● **REQUIRED ACTIONS**:
A - According to the Dhaka shipbreaking press release, how many people died in Bangladesh's shipbreaking yards in 2013?
B - Resume the Dhaka shipbreaking press release, beginning right after its final sentence.

** PROVIDED TEXT follows **

NGOs Call
for Change during National Strategy Meeting of the NGO Shipbreaking Platform in
Dhaka, Bangladesh
Dhaka, 13 December 2013 –
Bangladeshi member organisations of the NGO Shipbreaking Platform, a global
coalition of human rights, labour rights and environmental organisations
seeking to prevent hazardous shipbreaking practices, called upon the business and
government stakeholders in Bangladesh to join forces and ensure clean and safe
ship recycling. During the National Strategy Meeting of the NGO Shipbreaking
Platform, all members stressed that the shipbreaking industry as well as the
Government of Bangladesh were doing too little to protect people and the
environment from the harmful impacts of shipbreaking activities. At least
around 20 people died in the shipbreaking yards in 2013 according to data
collected by the different member organisation of the Platform and press
reports – a high figure for a total number of workers between 10,000-20,000.

** End of PROVIDED TEXT **
** EXCERPTED DATA follows **

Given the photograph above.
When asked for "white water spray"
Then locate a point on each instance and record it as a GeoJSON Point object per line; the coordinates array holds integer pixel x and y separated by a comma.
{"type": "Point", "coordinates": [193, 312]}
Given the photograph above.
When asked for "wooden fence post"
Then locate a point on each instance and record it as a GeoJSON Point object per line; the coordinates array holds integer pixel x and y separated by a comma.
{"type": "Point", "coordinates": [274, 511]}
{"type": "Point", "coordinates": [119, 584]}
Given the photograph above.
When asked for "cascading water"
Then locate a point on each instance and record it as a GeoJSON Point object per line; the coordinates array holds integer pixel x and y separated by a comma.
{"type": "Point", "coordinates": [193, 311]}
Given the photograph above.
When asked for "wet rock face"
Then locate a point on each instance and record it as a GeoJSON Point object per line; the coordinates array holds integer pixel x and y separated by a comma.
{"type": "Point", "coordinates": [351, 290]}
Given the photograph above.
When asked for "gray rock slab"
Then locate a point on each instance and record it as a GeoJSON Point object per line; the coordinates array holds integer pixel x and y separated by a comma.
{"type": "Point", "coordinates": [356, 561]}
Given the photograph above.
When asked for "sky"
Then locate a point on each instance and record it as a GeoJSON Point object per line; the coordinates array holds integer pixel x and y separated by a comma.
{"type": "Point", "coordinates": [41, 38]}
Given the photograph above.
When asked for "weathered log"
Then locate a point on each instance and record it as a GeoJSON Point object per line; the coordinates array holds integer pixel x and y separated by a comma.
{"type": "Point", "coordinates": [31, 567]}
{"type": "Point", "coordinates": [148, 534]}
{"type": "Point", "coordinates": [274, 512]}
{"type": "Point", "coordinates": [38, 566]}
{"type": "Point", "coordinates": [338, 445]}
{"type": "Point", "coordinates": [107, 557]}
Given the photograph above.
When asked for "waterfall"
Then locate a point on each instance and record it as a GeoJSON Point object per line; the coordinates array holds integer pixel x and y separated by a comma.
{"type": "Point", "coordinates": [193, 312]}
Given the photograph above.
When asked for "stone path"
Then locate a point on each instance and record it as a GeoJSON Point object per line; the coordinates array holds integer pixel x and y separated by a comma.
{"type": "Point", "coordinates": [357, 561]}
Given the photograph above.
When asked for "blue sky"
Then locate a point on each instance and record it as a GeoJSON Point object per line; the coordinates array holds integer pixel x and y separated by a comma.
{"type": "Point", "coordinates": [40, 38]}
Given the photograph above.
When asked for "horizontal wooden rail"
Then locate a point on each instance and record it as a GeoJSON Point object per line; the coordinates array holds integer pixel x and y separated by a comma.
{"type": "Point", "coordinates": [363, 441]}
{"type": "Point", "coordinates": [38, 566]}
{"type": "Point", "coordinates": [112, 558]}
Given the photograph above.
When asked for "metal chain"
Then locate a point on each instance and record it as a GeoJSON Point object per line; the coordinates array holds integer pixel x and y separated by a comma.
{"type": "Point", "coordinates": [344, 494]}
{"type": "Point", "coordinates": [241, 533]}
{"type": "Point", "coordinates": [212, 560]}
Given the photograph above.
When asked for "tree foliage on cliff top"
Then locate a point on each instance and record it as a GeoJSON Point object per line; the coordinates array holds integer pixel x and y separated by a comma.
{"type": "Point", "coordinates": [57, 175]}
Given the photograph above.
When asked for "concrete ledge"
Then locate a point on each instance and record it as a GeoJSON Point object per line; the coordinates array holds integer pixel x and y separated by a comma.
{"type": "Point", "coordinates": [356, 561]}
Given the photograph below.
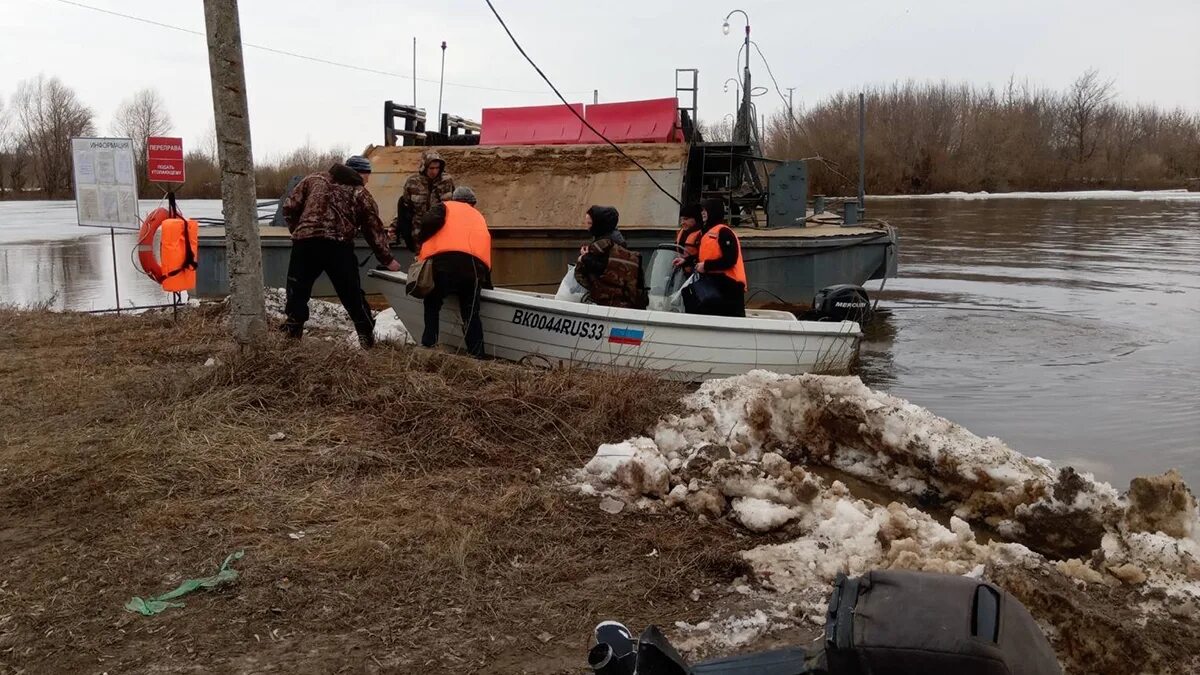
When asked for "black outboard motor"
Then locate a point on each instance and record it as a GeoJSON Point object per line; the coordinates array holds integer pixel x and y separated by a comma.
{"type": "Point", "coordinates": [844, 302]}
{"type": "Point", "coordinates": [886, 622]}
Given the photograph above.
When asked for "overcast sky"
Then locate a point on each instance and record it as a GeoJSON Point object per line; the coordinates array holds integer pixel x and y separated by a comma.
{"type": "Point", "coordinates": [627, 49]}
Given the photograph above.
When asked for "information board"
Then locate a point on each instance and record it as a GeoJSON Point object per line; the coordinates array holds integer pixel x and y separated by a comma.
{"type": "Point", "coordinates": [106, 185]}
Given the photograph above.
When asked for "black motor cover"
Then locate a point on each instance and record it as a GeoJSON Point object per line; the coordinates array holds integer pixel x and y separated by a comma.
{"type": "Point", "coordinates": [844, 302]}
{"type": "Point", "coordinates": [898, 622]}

** End of EXCERPTED DATA **
** EXCERPTED DATA follows **

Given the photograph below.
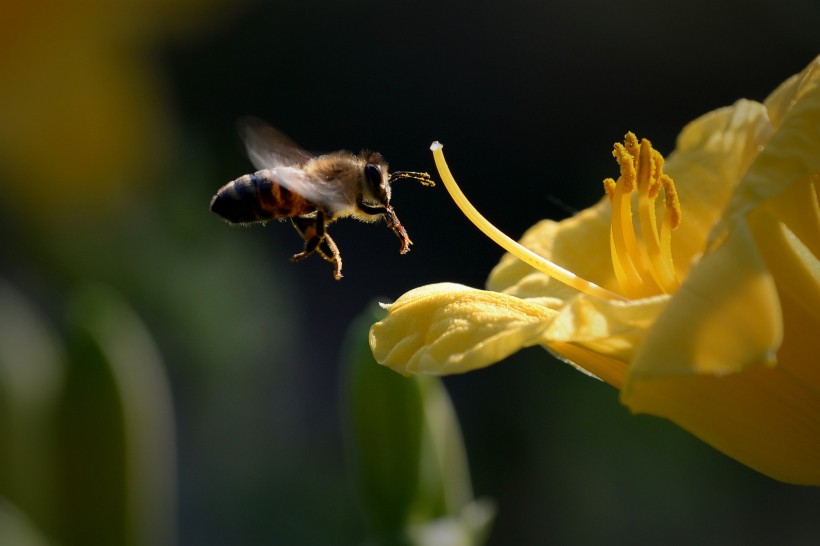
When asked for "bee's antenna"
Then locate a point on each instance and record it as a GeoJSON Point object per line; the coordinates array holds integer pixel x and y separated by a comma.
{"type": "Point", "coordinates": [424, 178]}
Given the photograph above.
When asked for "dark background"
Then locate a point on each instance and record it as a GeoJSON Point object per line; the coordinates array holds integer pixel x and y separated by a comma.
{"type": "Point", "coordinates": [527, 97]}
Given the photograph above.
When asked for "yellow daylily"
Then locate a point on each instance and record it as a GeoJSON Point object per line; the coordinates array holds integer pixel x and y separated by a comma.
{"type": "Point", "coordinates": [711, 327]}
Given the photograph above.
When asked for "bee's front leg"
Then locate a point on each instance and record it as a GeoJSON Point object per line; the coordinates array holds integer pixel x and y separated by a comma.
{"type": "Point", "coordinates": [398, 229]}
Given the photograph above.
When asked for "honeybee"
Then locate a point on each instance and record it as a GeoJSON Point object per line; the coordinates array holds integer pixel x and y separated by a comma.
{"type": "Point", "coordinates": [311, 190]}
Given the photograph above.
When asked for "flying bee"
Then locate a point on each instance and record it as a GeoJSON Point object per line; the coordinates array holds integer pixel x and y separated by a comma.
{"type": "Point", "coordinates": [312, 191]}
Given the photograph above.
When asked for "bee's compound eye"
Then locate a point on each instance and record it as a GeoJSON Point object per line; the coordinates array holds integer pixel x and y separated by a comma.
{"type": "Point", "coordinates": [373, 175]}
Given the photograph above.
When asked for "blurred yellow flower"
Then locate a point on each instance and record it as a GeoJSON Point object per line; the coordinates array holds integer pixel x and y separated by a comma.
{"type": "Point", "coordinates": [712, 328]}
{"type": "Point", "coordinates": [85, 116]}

** End of EXCERPTED DATA **
** EXCERPTED DATA follows **

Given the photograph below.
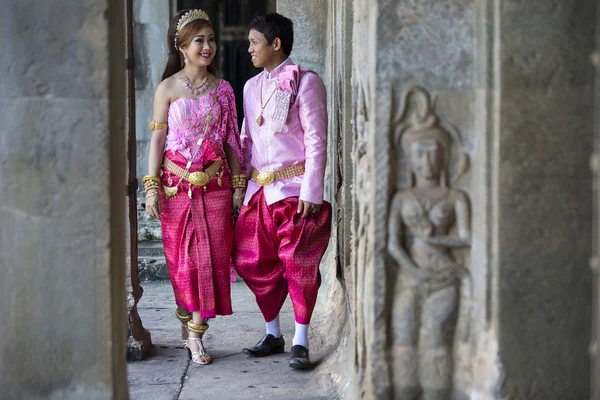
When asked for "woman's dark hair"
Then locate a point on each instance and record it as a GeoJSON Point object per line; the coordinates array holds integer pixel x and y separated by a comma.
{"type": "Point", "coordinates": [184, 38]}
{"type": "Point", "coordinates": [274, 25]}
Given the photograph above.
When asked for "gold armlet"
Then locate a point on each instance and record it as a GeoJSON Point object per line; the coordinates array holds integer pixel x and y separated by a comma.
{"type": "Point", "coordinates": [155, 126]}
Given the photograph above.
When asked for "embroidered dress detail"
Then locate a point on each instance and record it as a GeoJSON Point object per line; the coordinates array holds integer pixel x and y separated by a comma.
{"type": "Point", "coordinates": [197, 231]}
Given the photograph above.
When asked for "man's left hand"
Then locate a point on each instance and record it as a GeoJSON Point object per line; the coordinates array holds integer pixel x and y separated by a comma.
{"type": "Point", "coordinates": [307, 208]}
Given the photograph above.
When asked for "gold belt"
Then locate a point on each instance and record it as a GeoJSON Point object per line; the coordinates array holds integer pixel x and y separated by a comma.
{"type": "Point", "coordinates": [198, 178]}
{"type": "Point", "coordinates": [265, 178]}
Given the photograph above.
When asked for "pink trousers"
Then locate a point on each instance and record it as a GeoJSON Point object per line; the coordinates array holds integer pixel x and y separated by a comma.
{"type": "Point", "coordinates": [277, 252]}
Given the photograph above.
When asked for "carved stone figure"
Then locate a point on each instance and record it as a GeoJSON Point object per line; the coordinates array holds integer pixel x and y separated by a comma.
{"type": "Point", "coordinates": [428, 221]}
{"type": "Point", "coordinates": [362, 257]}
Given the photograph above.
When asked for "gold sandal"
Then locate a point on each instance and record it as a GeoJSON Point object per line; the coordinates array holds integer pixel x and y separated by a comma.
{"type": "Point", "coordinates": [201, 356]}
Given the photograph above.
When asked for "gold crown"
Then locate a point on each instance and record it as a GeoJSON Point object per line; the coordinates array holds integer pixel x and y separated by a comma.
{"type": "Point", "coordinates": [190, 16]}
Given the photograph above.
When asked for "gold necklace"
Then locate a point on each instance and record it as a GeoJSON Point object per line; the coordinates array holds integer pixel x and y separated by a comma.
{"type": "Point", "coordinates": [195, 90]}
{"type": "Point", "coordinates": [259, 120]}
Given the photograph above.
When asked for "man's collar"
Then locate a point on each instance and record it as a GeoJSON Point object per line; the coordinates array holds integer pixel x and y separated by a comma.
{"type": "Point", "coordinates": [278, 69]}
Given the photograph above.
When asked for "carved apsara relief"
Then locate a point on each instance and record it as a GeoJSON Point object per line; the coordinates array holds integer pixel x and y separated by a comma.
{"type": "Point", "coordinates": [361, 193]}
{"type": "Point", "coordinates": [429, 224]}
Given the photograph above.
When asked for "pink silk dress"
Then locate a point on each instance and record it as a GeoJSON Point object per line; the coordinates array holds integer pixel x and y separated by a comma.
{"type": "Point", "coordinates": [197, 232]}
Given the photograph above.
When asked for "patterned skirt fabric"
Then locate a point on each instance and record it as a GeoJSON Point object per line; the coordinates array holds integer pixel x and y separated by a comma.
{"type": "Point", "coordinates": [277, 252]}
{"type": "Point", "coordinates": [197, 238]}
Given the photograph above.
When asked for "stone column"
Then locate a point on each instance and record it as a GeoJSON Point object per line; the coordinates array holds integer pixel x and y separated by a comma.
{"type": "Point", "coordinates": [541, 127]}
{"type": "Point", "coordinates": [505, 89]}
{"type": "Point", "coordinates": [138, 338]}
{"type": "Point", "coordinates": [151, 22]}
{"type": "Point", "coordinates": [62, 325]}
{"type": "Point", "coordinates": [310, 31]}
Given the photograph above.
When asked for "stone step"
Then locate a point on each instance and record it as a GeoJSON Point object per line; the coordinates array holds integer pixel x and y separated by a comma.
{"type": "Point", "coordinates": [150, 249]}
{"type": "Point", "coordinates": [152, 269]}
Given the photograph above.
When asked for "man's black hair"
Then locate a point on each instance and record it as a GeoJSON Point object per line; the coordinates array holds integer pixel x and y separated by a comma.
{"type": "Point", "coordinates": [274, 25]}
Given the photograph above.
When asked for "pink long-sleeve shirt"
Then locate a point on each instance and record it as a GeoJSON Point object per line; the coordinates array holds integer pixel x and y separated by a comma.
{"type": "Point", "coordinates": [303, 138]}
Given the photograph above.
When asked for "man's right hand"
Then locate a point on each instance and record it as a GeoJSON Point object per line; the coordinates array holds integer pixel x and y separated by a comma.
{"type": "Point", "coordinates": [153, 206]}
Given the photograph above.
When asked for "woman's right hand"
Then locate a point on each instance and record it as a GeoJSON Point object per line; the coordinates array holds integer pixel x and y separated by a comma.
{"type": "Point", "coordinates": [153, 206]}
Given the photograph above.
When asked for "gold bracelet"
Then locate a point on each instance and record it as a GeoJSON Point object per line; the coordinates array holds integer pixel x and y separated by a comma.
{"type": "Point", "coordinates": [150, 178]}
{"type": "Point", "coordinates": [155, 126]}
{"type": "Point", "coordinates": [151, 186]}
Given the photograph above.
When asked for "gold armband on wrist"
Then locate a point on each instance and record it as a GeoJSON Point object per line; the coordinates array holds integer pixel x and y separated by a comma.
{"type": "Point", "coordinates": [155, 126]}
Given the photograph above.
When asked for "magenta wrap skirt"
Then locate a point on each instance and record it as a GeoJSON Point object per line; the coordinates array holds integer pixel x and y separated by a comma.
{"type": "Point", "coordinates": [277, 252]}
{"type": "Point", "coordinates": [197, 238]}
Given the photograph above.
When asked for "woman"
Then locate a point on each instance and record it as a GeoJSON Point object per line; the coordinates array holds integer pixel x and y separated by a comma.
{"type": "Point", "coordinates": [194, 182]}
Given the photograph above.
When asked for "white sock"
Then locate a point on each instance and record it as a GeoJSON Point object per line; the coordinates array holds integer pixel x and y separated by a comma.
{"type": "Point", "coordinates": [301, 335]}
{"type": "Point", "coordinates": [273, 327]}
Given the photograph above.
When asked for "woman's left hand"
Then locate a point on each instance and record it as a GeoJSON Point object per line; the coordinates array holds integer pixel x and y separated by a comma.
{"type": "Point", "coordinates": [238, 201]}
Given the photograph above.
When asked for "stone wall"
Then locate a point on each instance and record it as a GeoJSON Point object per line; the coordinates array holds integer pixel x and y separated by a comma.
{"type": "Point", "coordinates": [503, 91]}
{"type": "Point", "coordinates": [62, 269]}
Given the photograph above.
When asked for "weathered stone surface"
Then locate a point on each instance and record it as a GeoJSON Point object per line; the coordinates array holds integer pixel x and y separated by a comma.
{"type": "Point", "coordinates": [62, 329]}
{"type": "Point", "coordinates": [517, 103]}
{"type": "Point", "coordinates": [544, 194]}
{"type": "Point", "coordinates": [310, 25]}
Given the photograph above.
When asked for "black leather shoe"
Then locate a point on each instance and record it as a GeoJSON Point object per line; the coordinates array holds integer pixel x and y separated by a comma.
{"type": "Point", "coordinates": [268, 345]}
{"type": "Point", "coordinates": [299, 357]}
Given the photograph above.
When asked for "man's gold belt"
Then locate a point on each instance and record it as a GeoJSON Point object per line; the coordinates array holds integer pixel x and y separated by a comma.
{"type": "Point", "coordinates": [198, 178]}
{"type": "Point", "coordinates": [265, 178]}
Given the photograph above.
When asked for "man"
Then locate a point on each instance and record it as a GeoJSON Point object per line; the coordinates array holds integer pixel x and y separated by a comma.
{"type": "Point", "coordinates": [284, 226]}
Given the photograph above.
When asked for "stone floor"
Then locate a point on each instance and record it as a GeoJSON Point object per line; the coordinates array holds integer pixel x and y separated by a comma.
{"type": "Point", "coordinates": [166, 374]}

** End of EXCERPTED DATA **

● **ANSWERS PROVIDED**:
A - At least around 20 people.

B -
There are no authoritative figures as neither the industry nor the authorities
publish information on accidents and casualties.
“Even when the High Court
of Bangladesh has said that shipbreaking should be strictly regulated and
should not take place directly on beaches, but rather in proper structures such
as docks, the government does not even enforce its own laws or the High Court’s
orders directed to the industry, nor does it propose real alternatives to
hazardous beaching,”, says Syeda Rizwana Hasan, Chief Executive of the
Bangladesh Environmental Lawyers Association (BELA). “If Bangladesh does not
comply with the international law on transboundary movement of hazardous
wastes, it will remain a dumping ground for the developed countries. It will
allow some companies to make huge profits at the cost of the environment. It is
totally unacceptable that environment, health and safety are made subordinate
to a deadly industry”.
“Occupational health and
safety when breaking ships on mudflats is a disaster: the risk of accidents is
very high,” says Mujibur Rahman Bhuiyan, Vice-Chairman of the Bangladesh
Institute for Labour Studies (BILS). “Moreover, workers are exposed to
hazardous substances such as asbestos and toxic fumes. We can only estimate the
extent of dangerous occupational diseases such as asbestosis that drastically
reduce the life expectancy of workers”.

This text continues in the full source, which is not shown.